━━━━━ PROVIDED RECORDS ━━━━━

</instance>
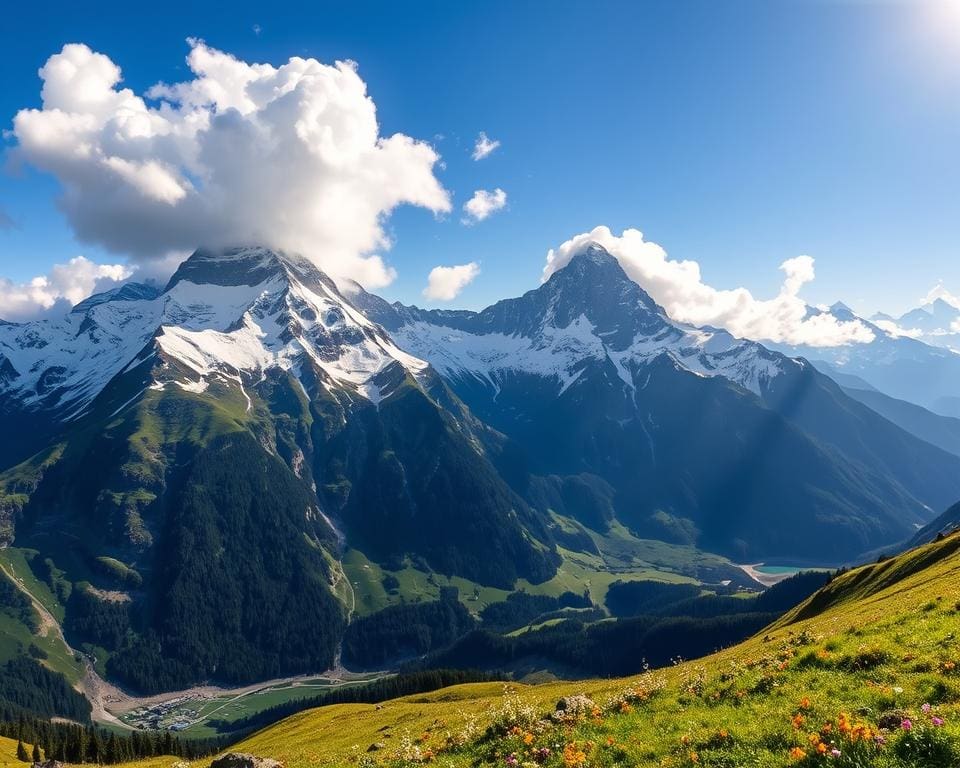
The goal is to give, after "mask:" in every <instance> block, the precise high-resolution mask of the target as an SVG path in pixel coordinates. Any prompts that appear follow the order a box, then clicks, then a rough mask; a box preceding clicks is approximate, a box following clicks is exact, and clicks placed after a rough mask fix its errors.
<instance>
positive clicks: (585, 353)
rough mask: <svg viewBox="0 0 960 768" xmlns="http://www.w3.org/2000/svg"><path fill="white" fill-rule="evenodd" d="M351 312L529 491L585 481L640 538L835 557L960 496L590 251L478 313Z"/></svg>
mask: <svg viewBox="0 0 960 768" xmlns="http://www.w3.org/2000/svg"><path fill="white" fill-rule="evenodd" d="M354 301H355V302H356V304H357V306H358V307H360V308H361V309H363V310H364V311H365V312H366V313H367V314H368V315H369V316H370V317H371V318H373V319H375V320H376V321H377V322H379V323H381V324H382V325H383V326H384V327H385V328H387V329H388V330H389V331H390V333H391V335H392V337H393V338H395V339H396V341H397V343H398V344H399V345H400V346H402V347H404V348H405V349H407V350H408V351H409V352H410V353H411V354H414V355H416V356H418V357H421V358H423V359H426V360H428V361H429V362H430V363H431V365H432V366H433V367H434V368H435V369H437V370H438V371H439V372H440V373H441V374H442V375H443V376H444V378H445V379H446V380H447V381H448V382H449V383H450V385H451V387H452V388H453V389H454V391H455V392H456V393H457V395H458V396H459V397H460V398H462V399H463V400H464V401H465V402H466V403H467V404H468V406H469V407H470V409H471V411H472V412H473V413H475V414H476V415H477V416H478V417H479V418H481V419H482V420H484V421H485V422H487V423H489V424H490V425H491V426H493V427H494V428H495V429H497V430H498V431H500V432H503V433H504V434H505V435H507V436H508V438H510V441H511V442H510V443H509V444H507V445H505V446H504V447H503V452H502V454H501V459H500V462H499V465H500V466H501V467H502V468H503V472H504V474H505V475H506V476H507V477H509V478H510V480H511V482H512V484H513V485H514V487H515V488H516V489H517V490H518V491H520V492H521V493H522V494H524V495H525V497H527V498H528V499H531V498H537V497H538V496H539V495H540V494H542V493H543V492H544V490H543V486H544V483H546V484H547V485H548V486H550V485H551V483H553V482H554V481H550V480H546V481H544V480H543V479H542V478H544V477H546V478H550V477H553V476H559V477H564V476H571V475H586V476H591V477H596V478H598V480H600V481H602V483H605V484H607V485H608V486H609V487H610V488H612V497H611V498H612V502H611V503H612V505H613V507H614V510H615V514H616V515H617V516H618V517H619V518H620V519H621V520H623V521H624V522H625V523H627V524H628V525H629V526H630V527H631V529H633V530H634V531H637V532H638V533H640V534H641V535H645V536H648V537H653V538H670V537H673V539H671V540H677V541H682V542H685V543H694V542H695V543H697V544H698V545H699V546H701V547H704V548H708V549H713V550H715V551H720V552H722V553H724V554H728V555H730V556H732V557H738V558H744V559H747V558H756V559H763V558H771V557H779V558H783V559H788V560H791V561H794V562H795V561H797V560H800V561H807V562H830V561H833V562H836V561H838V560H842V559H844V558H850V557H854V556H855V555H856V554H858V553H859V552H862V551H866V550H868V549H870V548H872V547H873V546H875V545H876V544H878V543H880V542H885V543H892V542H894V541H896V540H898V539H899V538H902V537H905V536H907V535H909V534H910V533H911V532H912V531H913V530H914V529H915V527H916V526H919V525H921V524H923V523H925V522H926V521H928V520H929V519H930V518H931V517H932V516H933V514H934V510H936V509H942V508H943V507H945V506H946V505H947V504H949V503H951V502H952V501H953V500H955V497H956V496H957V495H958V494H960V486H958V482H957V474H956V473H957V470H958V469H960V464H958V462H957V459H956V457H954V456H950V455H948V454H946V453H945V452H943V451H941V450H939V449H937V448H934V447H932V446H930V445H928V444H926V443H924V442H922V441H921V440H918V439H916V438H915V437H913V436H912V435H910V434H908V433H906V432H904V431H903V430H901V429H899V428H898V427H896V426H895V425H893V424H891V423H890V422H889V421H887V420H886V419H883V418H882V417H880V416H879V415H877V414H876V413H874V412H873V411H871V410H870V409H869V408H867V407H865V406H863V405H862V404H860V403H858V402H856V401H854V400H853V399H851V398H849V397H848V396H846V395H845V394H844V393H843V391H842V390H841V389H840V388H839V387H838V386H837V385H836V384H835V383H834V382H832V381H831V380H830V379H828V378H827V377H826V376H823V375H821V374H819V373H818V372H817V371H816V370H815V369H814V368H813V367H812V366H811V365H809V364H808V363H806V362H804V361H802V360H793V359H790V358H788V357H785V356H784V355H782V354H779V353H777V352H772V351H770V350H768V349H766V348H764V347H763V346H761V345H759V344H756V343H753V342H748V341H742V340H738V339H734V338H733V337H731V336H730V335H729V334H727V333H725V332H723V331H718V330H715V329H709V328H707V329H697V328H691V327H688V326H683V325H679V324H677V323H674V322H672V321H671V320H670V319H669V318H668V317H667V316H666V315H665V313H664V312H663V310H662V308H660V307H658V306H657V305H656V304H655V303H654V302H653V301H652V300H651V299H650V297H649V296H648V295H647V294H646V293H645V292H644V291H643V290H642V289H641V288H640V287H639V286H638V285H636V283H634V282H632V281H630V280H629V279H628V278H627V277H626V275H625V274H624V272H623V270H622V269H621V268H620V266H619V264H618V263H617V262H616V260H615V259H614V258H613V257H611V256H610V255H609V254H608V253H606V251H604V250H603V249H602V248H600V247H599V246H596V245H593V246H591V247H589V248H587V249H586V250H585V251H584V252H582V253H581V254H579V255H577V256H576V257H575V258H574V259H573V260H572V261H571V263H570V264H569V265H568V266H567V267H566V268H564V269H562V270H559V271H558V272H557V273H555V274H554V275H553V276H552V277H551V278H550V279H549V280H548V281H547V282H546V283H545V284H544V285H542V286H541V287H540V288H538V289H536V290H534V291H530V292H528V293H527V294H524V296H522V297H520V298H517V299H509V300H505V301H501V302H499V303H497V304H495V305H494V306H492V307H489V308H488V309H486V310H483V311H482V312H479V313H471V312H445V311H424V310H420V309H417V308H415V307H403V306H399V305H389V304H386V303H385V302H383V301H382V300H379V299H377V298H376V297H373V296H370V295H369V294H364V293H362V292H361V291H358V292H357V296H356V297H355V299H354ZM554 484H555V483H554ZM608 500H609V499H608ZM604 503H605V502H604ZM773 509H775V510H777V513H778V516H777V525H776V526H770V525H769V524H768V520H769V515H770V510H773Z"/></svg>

━━━━━
━━━━━ PROVIDED RECORDS ━━━━━

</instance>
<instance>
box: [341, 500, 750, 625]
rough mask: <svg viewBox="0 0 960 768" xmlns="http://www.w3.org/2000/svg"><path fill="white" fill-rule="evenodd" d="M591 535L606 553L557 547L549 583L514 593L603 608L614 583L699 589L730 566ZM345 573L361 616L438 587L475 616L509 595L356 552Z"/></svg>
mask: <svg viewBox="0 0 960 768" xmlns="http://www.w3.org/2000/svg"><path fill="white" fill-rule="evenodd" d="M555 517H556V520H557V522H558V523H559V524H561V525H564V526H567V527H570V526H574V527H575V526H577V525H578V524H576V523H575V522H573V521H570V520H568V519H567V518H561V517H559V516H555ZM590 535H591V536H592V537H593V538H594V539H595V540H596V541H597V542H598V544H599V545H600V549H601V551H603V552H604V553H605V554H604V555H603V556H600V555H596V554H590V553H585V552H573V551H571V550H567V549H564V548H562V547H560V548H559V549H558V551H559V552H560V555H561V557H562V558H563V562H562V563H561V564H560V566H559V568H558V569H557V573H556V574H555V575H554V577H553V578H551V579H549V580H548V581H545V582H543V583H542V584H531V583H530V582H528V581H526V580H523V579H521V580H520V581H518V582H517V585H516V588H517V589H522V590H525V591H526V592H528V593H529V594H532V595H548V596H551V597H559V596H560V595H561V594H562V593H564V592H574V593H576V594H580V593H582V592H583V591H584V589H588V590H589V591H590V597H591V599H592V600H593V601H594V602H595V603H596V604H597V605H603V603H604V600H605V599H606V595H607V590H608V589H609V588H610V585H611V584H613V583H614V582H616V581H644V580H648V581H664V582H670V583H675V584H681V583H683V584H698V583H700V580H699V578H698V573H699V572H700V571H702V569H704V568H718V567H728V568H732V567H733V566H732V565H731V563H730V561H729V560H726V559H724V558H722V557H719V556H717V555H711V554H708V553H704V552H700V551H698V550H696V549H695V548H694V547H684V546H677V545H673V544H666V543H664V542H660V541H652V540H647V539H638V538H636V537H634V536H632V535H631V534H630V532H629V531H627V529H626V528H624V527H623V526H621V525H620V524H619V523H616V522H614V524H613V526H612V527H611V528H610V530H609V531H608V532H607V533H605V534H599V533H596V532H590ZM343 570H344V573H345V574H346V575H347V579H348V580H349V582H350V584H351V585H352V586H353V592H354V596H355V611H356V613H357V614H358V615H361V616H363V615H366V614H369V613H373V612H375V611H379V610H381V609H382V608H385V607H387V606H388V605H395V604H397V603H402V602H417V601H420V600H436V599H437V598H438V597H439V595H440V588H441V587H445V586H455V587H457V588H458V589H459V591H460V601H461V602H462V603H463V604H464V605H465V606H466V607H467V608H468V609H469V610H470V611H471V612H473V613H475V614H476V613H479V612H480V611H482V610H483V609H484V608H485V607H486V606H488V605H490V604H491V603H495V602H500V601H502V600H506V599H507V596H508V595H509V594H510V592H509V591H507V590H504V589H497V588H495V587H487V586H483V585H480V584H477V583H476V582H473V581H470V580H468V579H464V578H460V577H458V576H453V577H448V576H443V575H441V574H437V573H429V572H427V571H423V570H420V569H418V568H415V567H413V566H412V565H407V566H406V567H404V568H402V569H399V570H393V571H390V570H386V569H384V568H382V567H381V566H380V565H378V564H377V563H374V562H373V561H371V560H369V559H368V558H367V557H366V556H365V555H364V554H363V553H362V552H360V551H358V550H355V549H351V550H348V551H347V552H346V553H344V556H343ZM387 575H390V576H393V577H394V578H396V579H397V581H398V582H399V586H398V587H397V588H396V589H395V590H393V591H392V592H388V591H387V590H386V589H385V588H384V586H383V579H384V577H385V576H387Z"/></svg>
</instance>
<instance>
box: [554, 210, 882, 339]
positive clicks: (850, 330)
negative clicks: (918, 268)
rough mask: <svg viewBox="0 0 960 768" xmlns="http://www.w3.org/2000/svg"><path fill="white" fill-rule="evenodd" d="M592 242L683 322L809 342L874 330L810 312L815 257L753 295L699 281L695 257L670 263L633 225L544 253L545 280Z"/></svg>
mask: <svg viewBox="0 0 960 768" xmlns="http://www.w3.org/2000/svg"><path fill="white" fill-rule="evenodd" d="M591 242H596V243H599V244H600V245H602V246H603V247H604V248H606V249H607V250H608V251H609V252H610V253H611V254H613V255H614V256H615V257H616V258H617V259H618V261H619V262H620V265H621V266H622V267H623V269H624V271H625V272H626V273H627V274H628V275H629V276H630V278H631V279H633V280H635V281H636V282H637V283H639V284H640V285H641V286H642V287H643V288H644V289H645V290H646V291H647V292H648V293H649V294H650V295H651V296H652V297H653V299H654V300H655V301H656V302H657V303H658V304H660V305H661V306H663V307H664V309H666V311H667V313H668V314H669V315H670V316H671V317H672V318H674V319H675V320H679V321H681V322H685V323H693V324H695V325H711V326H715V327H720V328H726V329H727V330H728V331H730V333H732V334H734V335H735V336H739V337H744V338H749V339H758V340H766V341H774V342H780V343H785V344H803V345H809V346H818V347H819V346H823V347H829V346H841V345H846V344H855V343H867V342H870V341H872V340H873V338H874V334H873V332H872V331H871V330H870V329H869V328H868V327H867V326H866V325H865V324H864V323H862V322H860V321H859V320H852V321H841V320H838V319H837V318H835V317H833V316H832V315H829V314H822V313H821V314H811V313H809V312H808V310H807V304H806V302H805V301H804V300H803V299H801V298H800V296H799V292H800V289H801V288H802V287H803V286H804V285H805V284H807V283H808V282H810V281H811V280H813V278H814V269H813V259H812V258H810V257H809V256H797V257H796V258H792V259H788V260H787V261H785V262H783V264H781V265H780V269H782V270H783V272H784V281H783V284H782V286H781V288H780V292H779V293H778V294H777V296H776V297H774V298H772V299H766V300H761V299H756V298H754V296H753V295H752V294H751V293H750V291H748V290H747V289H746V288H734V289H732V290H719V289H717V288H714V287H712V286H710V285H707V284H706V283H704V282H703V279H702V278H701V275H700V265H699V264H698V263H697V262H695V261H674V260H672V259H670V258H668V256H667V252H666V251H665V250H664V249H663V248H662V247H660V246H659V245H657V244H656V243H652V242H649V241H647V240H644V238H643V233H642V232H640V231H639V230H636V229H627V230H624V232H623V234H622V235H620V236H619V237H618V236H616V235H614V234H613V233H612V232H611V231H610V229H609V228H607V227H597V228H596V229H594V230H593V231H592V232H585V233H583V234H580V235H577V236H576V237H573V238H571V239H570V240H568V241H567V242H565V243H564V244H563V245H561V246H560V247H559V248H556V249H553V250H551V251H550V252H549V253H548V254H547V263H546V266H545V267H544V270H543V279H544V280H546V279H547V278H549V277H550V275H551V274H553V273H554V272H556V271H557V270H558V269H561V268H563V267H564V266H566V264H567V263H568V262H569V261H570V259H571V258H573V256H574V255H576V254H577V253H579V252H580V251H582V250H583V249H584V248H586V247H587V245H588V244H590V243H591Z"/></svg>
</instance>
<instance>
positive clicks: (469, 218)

━━━━━

Lines in the material above that include the string "clicks" should be listed.

**ANSWER FOR THIS EXERCISE**
The goal is to give, after "mask:" in every <instance> block, the precise high-resolution mask of the target as an SVG path in pixel coordinates. Any prompts that appear follow the order a box, then clicks, then a rough mask; a box preceding clicks is approximate, a box following clicks is exact, and clicks placed after a rough mask fix its errors.
positive clicks: (585, 353)
positive clicks: (850, 330)
negative clicks: (918, 268)
positive clicks: (469, 218)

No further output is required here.